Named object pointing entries
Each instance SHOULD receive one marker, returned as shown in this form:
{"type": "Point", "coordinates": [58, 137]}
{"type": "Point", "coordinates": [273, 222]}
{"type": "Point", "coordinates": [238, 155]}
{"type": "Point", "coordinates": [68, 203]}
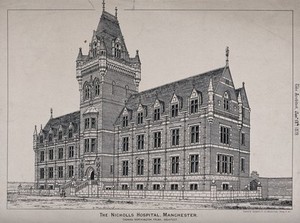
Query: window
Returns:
{"type": "Point", "coordinates": [125, 168]}
{"type": "Point", "coordinates": [42, 173]}
{"type": "Point", "coordinates": [41, 139]}
{"type": "Point", "coordinates": [156, 166]}
{"type": "Point", "coordinates": [71, 151]}
{"type": "Point", "coordinates": [140, 167]}
{"type": "Point", "coordinates": [194, 106]}
{"type": "Point", "coordinates": [156, 186]}
{"type": "Point", "coordinates": [60, 172]}
{"type": "Point", "coordinates": [70, 133]}
{"type": "Point", "coordinates": [140, 186]}
{"type": "Point", "coordinates": [86, 145]}
{"type": "Point", "coordinates": [60, 135]}
{"type": "Point", "coordinates": [86, 92]}
{"type": "Point", "coordinates": [93, 123]}
{"type": "Point", "coordinates": [175, 164]}
{"type": "Point", "coordinates": [157, 139]}
{"type": "Point", "coordinates": [193, 186]}
{"type": "Point", "coordinates": [125, 121]}
{"type": "Point", "coordinates": [194, 163]}
{"type": "Point", "coordinates": [50, 172]}
{"type": "Point", "coordinates": [224, 164]}
{"type": "Point", "coordinates": [140, 142]}
{"type": "Point", "coordinates": [156, 114]}
{"type": "Point", "coordinates": [42, 156]}
{"type": "Point", "coordinates": [174, 110]}
{"type": "Point", "coordinates": [174, 186]}
{"type": "Point", "coordinates": [71, 171]}
{"type": "Point", "coordinates": [226, 101]}
{"type": "Point", "coordinates": [195, 134]}
{"type": "Point", "coordinates": [97, 88]}
{"type": "Point", "coordinates": [175, 137]}
{"type": "Point", "coordinates": [93, 145]}
{"type": "Point", "coordinates": [125, 144]}
{"type": "Point", "coordinates": [50, 137]}
{"type": "Point", "coordinates": [50, 154]}
{"type": "Point", "coordinates": [140, 118]}
{"type": "Point", "coordinates": [243, 164]}
{"type": "Point", "coordinates": [60, 153]}
{"type": "Point", "coordinates": [243, 139]}
{"type": "Point", "coordinates": [224, 135]}
{"type": "Point", "coordinates": [86, 123]}
{"type": "Point", "coordinates": [225, 186]}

• _TASK DETAILS_:
Give the data above again in full and unchanged, skipping the pictures.

• _SOLUTION FOR THIS EXERCISE_:
Each instance SHOULD receive one marker, returned as shown in this form:
{"type": "Point", "coordinates": [58, 137]}
{"type": "Point", "coordinates": [273, 222]}
{"type": "Point", "coordinates": [238, 155]}
{"type": "Point", "coordinates": [68, 203]}
Query: window
Returns:
{"type": "Point", "coordinates": [125, 168]}
{"type": "Point", "coordinates": [42, 173]}
{"type": "Point", "coordinates": [41, 139]}
{"type": "Point", "coordinates": [156, 166]}
{"type": "Point", "coordinates": [71, 151]}
{"type": "Point", "coordinates": [140, 167]}
{"type": "Point", "coordinates": [194, 106]}
{"type": "Point", "coordinates": [156, 186]}
{"type": "Point", "coordinates": [60, 172]}
{"type": "Point", "coordinates": [70, 133]}
{"type": "Point", "coordinates": [140, 186]}
{"type": "Point", "coordinates": [86, 145]}
{"type": "Point", "coordinates": [60, 135]}
{"type": "Point", "coordinates": [86, 92]}
{"type": "Point", "coordinates": [93, 123]}
{"type": "Point", "coordinates": [175, 164]}
{"type": "Point", "coordinates": [157, 139]}
{"type": "Point", "coordinates": [193, 186]}
{"type": "Point", "coordinates": [125, 121]}
{"type": "Point", "coordinates": [194, 163]}
{"type": "Point", "coordinates": [50, 172]}
{"type": "Point", "coordinates": [224, 164]}
{"type": "Point", "coordinates": [140, 142]}
{"type": "Point", "coordinates": [156, 114]}
{"type": "Point", "coordinates": [42, 156]}
{"type": "Point", "coordinates": [174, 110]}
{"type": "Point", "coordinates": [174, 186]}
{"type": "Point", "coordinates": [71, 171]}
{"type": "Point", "coordinates": [226, 101]}
{"type": "Point", "coordinates": [195, 134]}
{"type": "Point", "coordinates": [97, 88]}
{"type": "Point", "coordinates": [175, 137]}
{"type": "Point", "coordinates": [93, 145]}
{"type": "Point", "coordinates": [125, 144]}
{"type": "Point", "coordinates": [50, 137]}
{"type": "Point", "coordinates": [50, 154]}
{"type": "Point", "coordinates": [140, 118]}
{"type": "Point", "coordinates": [243, 164]}
{"type": "Point", "coordinates": [60, 153]}
{"type": "Point", "coordinates": [243, 139]}
{"type": "Point", "coordinates": [224, 135]}
{"type": "Point", "coordinates": [86, 123]}
{"type": "Point", "coordinates": [225, 186]}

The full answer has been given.